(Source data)
◆ ◆ ◆ ◆ ◆
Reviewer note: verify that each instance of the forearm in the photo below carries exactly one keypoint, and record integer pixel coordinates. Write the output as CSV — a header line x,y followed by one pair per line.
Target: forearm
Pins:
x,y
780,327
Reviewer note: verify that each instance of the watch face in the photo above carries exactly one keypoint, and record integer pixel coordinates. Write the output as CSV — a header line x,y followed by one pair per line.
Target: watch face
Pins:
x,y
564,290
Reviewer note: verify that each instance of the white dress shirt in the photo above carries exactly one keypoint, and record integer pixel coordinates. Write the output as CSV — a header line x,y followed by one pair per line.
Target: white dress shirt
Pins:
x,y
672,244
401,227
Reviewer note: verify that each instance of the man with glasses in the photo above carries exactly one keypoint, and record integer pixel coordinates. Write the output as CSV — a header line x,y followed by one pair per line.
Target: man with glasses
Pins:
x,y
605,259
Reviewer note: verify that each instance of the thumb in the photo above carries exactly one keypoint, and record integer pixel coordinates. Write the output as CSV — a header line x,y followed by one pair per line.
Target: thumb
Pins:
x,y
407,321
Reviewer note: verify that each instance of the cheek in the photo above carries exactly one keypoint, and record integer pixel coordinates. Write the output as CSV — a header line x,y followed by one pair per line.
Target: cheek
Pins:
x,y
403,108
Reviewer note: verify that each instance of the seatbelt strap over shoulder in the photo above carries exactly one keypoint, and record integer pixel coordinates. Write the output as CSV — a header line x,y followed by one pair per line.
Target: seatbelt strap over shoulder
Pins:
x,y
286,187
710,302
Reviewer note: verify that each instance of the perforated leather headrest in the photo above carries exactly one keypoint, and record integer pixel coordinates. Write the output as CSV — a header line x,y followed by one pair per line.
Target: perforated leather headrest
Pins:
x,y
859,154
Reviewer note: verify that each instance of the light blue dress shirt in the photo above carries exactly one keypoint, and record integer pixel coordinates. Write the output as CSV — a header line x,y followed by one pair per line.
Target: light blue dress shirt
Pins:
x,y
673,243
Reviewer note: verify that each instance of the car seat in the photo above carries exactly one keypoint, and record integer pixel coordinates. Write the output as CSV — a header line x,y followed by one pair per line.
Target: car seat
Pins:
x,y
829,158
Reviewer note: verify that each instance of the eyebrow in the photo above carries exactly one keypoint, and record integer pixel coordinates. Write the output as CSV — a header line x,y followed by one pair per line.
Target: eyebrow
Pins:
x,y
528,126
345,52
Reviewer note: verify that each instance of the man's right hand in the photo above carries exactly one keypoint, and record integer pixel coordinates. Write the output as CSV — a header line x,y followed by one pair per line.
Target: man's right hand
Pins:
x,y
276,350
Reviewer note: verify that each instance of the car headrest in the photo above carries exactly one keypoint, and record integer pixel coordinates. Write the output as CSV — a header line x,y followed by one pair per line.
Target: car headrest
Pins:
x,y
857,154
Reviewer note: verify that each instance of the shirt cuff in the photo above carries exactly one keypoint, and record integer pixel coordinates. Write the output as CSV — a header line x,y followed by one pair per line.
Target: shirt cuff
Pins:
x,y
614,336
◆ ◆ ◆ ◆ ◆
→ **STATED PROBLEM**
Copy each line of the data above without altering a single character.

→ **RESULT OF THIS TASK**
Reviewer note: verify that each instance of the forearm in the photo below carries exactly one keypoint, and record integer pixel coordinates. Write the output as CSV — a header line x,y followed by one pair per line.
Target: forearm
Pins:
x,y
780,327
Reviewer note: verify that each instance of the watch face in the photo above carries exactly one keypoint, and record integer pixel coordinates. Write the output as CSV — a header line x,y followed by one pair per line.
Target: watch face
Pins:
x,y
564,290
Reviewer note: verify that each instance of the white dress shirt in the photo above carries exactly one keypoint, and record integer pixel coordinates. Write the output as CSV — a header line x,y followed by one pair per line.
Target: white dress shirt
Pins:
x,y
672,244
401,227
Reviewer note: verify that each instance of the man with glasses in the photo above carries exactly one keypoint, and record integer pixel coordinates. Write the output as CSV — a header line x,y followed by one pair per line.
Target: man with glasses
Pins:
x,y
605,259
Reviewer note: verify that each instance of the thumb in the photo above carries exactly one keypoint, and record integer pixel coordinates. Write the output as CSV — a header line x,y followed by one pair per line.
Target: thumb
Pins:
x,y
407,321
Reviewer note: verify that each instance of the cheek in the photo above carries exactly one keypoint, and record integer pixel coordinates. Write the output as CSV — a header line x,y followed by one pair per line.
Target: cheek
Pins:
x,y
403,108
Reviewer note: verify that each instance of the seatbelt strap over shoulder in the photo above carries exactly one keypoint, and record integer pixel coordinates. Write the output as CSV — a header line x,y followed by one pair per line.
Target: seatbelt strap over shoulder
Pins:
x,y
286,187
710,302
Reviewer note: verify that each instance of the perforated leather headrest in the photo above carries exactly one keypoint, and record integer pixel coordinates. Write the output as CSV — a header line x,y followed by one pair per line.
Target: perforated leather headrest
Pins:
x,y
859,154
Reviewer note: verify that each instance of the light blue dress shirt in the photo above carries exactly one keypoint, and record integer pixel coordinates. Write the output as CSV — a header line x,y followed by one pair per line.
Target: light blue dress shirt
Pins:
x,y
673,243
Reviewer note: verify that each instance of the car seat in the photo above carries exactly one keypoint, and record integer pixel coordinates. Write the output as CSV — a header line x,y followed by one pair per line.
Target: car seat
Pins:
x,y
829,158
Reviewer note: verify that each instance of the eyebrow in the photo above carries exactly one keypoint, and record integer pixel coordinates. Write the output as CSV — a header line x,y followed by one pair per line.
Target: eyebrow
Pins:
x,y
528,126
345,52
Reviewer note: verify that each instance of the man's right hand in the photo above carries exactly one keypoint, and record integer pixel coordinates. Write the output as CSV — a header line x,y followed by one pair per line.
Target: man's right hand
Pins:
x,y
276,350
Reviewer note: verify that each instance of the car headrest in the photo above carries exactly one keypoint, and record integer pixel coordinates. Write the output as CSV — a header line x,y followed by one pair per line.
Target: car headrest
Pins:
x,y
857,154
Reviewer note: verify that each instance of the shirt cuff in the photo above carries exactly one keypoint, and record integer pixel coordinates. Write the output as CSV — a header line x,y followed by one pair per line.
Target: shirt cuff
Pins:
x,y
614,336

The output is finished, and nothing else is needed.